(Stored items)
□ □ □ □ □ □ □
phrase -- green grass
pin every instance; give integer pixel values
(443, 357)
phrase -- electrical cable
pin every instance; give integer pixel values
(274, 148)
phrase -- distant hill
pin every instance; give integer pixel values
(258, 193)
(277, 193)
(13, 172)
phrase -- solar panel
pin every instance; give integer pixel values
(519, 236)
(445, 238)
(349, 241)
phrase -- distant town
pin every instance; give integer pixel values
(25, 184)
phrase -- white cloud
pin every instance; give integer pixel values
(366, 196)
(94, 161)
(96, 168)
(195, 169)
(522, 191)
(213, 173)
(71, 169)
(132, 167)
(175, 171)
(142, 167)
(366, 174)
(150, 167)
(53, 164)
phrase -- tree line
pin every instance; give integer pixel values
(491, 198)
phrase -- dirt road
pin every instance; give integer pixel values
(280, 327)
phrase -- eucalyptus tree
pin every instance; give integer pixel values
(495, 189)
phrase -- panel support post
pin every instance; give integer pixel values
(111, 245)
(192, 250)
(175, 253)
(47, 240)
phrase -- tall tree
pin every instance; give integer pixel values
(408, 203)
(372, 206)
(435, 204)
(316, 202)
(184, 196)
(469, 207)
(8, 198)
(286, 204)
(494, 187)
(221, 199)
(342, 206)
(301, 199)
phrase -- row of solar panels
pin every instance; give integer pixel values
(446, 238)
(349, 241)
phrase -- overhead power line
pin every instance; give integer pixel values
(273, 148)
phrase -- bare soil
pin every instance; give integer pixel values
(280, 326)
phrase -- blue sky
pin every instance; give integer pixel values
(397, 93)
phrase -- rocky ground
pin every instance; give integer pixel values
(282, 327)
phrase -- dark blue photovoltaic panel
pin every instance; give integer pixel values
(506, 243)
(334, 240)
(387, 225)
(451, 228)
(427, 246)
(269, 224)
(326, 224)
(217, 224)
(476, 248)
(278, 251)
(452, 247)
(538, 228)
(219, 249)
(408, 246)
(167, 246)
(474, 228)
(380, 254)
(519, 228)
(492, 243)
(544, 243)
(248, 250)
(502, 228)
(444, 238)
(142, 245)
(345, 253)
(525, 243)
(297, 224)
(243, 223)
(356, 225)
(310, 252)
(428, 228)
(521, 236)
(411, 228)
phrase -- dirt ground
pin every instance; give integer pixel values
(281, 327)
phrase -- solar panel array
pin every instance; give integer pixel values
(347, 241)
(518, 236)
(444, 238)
□ □ □ □ □ □ □
Return all lines from the entries that contain the string "tree".

phrase -- tree line
phrase -- eucalyptus tree
phrase -- tall tree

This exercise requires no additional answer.